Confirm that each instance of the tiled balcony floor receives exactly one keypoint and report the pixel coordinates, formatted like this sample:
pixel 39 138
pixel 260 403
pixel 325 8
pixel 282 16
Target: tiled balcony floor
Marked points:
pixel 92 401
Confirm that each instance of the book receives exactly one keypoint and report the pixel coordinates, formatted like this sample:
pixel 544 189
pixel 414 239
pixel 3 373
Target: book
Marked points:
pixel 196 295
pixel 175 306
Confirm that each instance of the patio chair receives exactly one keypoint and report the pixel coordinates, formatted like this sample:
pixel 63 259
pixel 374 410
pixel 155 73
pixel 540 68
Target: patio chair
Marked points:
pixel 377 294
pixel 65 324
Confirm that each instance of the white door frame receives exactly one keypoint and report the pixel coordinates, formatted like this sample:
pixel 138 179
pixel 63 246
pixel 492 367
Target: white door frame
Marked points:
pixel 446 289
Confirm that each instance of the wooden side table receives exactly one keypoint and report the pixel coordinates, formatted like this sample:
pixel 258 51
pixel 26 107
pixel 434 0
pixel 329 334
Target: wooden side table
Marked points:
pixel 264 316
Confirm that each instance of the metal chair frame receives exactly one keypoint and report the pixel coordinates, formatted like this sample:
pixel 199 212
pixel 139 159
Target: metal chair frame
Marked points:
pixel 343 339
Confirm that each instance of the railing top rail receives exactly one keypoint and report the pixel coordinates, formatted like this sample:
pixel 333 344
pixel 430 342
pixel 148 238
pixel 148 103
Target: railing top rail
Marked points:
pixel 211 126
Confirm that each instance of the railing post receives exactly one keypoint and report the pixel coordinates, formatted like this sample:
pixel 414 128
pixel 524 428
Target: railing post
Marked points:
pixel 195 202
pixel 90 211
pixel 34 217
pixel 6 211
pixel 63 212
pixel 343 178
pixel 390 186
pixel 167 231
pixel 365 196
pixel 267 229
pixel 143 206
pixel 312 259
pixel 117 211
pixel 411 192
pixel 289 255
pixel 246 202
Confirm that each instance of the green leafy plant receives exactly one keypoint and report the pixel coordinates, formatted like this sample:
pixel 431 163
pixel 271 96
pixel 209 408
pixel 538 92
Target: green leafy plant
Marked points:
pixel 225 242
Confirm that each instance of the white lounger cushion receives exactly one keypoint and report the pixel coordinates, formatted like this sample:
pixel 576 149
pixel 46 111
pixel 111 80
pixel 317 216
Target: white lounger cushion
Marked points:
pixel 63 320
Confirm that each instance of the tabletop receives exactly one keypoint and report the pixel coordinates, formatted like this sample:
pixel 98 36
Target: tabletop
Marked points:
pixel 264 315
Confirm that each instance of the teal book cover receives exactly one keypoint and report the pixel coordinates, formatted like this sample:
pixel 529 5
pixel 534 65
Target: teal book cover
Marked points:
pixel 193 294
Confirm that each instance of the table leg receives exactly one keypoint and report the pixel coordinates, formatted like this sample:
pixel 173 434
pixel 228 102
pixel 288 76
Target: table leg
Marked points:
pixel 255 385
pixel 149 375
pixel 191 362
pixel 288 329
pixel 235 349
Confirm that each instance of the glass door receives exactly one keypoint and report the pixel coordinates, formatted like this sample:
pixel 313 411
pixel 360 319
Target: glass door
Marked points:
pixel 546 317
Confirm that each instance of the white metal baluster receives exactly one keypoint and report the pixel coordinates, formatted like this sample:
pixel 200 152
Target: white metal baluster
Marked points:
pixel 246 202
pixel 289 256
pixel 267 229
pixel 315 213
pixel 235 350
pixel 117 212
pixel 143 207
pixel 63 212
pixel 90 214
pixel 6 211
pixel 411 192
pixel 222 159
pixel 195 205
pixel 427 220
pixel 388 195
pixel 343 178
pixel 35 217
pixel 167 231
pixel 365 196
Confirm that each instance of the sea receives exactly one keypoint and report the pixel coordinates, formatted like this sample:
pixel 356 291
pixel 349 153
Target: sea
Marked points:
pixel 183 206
^^^^^^^^^^^^^^^^
▶ [Request] Reproduce the material above word for word, from the line with "Confirm that each instance of the metal" to the line with "pixel 225 242", including both of those lines.

▶ [Solution for this task]
Confirm that each instance of the metal chair frame receives exactly one keypoint and report the pixel coordinates, formatted like this sample:
pixel 199 212
pixel 139 159
Target: metal chair frame
Marked points:
pixel 343 339
Confirm that each instance of the railing top rail receives exactly one keypoint and report the pixel coordinates, formatted like this sample:
pixel 333 344
pixel 430 342
pixel 148 238
pixel 148 103
Target: railing top rail
Marked points:
pixel 211 126
Confirm that each instance of the railing post receives exactly one keypoint and report the pixel coordinates, formatted like this sample:
pixel 414 128
pixel 524 428
Target: railing post
Marked points:
pixel 195 202
pixel 90 211
pixel 34 217
pixel 6 211
pixel 63 212
pixel 343 178
pixel 390 186
pixel 167 231
pixel 365 196
pixel 267 229
pixel 143 206
pixel 312 259
pixel 117 211
pixel 411 192
pixel 289 255
pixel 246 202
Confirm that each instance of the green leafy plant receives exactly one keypoint and report the pixel coordinates, formatted like this sample:
pixel 431 163
pixel 271 96
pixel 209 408
pixel 538 92
Target: green leafy plant
Marked points:
pixel 225 242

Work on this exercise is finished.